Objetivo del ejercicio | Muestra cada línea de las entradas siguientes que contenga la cadena "shoreline", distinguiendo entre mayúsculas y minúsculas.

Registros de anotación de puntos
..............................

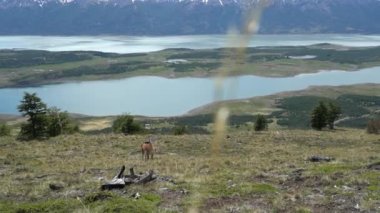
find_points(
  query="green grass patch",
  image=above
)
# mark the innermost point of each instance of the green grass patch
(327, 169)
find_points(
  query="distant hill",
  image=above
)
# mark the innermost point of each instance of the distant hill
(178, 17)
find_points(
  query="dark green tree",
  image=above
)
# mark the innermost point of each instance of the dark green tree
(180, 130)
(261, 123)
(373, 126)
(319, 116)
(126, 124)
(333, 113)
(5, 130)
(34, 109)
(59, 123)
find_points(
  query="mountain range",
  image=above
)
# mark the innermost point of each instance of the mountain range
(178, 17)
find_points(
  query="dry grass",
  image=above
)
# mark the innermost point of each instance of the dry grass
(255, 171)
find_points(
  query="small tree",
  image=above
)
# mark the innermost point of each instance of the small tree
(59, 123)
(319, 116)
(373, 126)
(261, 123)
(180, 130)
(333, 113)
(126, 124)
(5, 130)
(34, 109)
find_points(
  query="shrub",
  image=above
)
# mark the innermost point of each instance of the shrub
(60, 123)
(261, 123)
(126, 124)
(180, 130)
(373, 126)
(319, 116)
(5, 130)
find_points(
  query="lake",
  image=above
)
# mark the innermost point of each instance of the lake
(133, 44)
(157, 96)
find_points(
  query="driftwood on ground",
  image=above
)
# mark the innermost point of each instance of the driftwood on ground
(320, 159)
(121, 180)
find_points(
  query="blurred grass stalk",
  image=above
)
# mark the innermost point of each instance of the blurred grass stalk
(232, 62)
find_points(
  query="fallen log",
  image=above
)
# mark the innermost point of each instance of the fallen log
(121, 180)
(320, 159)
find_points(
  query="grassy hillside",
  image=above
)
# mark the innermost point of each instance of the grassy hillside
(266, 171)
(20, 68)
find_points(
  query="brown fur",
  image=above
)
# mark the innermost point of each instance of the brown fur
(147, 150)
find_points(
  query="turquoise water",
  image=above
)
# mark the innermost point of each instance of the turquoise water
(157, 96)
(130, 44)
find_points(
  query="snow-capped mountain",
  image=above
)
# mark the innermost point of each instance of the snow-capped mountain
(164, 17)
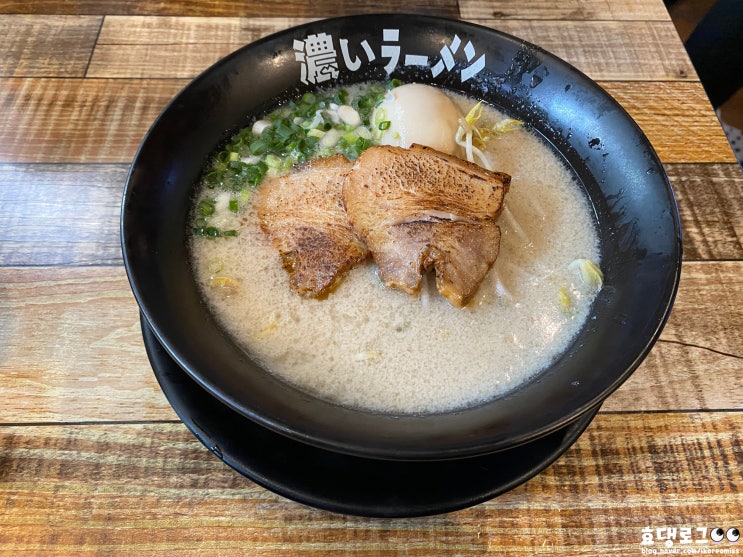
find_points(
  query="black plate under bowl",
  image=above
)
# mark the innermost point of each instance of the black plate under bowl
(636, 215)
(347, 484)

..............................

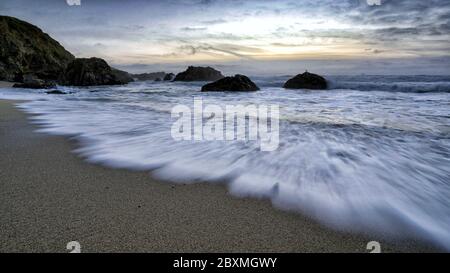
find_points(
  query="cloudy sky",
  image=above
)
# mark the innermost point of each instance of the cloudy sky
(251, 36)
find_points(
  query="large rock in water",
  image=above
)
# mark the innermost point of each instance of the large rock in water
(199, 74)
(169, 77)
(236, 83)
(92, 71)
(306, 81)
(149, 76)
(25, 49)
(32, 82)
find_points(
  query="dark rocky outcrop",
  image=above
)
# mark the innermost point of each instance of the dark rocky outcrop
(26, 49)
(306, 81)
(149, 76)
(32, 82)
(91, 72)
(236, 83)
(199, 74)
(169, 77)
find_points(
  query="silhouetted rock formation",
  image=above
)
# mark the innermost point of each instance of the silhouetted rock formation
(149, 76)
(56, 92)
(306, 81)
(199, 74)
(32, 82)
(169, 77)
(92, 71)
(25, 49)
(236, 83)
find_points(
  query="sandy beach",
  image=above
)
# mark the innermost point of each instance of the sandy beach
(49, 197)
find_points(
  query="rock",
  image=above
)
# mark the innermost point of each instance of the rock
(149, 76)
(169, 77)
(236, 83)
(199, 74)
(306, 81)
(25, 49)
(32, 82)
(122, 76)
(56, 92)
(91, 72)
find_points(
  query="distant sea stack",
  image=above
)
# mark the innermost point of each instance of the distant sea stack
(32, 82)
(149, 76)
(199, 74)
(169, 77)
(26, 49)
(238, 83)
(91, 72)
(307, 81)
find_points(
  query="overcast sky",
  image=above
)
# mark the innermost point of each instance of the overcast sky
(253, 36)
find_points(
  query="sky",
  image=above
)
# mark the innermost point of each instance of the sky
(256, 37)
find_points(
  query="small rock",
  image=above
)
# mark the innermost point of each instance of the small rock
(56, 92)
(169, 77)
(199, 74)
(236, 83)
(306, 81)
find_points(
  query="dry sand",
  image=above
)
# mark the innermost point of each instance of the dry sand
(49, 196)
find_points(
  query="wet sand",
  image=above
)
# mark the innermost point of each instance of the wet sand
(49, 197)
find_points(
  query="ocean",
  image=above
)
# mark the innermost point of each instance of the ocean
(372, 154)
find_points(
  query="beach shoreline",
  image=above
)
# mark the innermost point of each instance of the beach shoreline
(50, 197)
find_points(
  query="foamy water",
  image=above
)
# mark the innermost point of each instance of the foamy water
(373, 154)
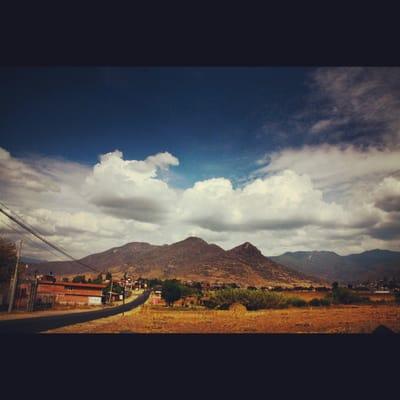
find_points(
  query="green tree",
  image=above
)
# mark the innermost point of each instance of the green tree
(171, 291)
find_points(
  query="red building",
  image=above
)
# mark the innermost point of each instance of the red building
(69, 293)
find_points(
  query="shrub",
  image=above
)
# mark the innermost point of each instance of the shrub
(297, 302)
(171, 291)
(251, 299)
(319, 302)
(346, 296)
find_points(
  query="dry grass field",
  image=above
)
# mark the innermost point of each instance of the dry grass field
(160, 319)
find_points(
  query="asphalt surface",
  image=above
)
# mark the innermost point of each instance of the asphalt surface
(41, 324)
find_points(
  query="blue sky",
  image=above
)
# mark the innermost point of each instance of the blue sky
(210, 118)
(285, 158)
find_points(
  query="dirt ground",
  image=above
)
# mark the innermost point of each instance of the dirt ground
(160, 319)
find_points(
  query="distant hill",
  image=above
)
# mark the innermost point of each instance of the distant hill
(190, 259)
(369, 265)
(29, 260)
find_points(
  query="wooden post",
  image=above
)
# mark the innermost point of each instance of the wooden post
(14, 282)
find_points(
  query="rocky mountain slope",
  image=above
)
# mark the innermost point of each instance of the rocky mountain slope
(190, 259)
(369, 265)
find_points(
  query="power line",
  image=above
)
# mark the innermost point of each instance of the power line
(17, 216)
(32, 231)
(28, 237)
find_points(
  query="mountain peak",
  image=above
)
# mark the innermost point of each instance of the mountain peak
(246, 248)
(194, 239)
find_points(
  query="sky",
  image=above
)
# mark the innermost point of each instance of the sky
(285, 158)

..............................

Solución del ejercicio |
  query="beach shoreline",
# mark the innermost point of each instance of the beach shoreline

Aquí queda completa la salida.